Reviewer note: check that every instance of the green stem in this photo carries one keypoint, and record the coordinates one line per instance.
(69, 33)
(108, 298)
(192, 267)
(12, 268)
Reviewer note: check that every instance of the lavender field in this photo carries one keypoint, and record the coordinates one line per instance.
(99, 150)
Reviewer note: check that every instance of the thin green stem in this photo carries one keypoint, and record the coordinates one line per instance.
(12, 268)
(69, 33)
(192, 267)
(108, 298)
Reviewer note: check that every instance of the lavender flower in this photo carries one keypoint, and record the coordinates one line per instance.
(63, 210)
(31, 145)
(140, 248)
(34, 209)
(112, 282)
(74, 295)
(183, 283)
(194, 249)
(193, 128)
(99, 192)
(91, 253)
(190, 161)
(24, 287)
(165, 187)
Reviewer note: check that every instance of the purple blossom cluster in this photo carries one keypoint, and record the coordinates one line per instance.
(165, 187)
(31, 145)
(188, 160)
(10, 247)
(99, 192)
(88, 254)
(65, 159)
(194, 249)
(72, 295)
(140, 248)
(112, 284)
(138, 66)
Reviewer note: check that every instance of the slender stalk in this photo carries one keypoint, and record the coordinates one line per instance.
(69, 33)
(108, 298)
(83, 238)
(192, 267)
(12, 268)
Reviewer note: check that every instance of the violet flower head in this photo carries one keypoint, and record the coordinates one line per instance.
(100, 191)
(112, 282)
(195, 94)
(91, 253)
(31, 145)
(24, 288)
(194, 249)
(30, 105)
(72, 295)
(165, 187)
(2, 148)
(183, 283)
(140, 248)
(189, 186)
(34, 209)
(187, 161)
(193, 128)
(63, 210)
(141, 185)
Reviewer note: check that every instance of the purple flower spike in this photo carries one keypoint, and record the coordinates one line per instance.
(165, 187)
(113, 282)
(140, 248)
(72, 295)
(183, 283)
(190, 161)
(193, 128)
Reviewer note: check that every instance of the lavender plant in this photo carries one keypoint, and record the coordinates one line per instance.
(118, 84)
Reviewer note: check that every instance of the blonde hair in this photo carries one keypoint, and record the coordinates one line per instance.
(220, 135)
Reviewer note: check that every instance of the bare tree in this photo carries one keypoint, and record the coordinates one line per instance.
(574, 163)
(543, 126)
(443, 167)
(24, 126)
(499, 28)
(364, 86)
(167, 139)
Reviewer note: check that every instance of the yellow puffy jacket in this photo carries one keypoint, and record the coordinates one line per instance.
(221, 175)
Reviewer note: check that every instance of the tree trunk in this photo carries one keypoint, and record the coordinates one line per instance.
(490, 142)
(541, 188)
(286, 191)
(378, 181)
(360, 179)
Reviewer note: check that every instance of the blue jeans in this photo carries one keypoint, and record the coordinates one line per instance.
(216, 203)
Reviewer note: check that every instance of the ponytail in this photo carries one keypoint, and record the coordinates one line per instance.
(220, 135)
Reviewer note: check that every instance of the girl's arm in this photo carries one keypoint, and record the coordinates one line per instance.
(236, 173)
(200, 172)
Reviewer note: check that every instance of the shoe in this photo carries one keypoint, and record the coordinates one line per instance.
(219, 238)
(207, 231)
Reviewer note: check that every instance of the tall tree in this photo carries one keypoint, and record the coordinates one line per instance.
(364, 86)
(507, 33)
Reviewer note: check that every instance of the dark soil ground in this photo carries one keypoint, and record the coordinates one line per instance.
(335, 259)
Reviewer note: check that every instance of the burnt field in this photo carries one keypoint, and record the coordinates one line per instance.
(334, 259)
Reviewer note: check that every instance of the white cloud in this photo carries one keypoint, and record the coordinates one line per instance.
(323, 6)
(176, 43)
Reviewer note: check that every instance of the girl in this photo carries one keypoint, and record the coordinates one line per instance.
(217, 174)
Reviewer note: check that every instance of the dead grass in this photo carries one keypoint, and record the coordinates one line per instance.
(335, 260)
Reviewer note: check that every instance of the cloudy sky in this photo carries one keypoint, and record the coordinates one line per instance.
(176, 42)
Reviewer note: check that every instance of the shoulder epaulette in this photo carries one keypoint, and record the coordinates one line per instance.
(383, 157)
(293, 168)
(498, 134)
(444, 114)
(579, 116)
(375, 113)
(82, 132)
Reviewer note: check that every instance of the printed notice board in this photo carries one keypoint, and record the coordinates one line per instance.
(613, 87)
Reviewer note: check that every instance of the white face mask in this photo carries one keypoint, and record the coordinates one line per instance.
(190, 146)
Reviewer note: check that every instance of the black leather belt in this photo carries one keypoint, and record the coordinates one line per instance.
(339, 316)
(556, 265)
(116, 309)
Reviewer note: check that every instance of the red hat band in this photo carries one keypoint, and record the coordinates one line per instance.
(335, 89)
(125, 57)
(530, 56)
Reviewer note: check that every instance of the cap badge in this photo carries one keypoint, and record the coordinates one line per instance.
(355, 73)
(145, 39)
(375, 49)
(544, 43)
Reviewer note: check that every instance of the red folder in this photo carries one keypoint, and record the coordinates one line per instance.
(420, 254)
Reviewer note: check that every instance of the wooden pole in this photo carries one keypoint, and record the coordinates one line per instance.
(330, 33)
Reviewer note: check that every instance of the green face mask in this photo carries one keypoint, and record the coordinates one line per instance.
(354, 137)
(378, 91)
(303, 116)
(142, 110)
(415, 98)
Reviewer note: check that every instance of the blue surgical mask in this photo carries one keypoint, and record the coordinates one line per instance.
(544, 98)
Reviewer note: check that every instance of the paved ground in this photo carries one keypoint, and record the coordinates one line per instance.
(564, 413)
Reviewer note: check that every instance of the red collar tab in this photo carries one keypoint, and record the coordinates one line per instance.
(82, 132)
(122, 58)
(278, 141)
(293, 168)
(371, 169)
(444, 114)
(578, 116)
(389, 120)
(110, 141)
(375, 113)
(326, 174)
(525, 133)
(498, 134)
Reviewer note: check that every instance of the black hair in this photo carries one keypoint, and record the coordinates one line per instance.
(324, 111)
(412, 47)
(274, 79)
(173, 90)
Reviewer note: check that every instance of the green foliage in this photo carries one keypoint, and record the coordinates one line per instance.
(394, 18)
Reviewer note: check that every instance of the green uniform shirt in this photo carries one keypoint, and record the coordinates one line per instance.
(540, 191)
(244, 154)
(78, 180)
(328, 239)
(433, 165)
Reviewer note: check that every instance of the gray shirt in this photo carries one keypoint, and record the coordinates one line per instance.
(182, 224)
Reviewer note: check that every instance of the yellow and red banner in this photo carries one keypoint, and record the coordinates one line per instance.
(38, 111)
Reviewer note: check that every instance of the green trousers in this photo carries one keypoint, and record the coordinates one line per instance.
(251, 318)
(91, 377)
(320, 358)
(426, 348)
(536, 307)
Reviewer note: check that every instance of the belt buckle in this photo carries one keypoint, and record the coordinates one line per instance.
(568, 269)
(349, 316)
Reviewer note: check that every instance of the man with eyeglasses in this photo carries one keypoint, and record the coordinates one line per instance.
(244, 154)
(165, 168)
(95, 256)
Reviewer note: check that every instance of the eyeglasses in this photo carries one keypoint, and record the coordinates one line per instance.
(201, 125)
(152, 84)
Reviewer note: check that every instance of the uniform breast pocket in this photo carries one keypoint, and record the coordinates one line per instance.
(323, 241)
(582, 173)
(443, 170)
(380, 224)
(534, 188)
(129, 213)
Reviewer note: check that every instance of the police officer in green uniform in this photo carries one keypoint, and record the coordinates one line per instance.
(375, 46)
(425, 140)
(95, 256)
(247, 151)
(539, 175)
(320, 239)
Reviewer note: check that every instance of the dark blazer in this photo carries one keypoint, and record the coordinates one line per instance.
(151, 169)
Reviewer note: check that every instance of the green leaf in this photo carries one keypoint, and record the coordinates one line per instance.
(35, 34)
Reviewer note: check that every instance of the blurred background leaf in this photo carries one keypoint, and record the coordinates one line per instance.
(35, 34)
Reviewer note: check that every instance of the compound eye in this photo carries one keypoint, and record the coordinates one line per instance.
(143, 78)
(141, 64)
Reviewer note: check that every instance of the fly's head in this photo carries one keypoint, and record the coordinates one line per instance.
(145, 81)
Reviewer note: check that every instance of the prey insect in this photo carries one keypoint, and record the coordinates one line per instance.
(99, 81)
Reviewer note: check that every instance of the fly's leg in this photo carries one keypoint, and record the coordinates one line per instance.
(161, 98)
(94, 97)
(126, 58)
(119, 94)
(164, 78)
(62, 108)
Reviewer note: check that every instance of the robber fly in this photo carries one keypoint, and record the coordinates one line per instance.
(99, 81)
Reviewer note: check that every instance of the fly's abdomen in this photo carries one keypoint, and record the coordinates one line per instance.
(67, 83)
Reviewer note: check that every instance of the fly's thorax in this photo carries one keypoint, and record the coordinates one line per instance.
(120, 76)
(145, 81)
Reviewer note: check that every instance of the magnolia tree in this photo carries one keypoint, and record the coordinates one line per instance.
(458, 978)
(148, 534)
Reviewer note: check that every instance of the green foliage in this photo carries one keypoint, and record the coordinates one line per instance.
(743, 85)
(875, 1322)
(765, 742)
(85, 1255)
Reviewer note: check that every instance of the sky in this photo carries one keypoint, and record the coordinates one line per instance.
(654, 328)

#####

*WRITTEN INSTRUCTION*
Copy everything from the line containing "Reviewer note: check that every instance of the fly's thorax" down to the end of the records, keeping every line, but move each coordinate pair by adding 116 to both of its numbers.

*CORRECT RESULT*
Reviewer note: check that every instance of the fly's thorax in this photo carries one keypoint, and record the coordinates one line per instance.
(236, 192)
(261, 197)
Reviewer note: check that every instance of the magnolia tree in this photo carries one keypoint, and record the coordinates one line per instance.
(574, 1094)
(264, 650)
Reviewer note: check that every instance of the green foliage in this photo carries one keypoint, and record the coordinates one line per instance.
(859, 201)
(991, 1438)
(881, 858)
(201, 1371)
Reviewer note: check that every instance of the sky in this photo carries one keypoint, and record the coordinates one line per instance.
(770, 444)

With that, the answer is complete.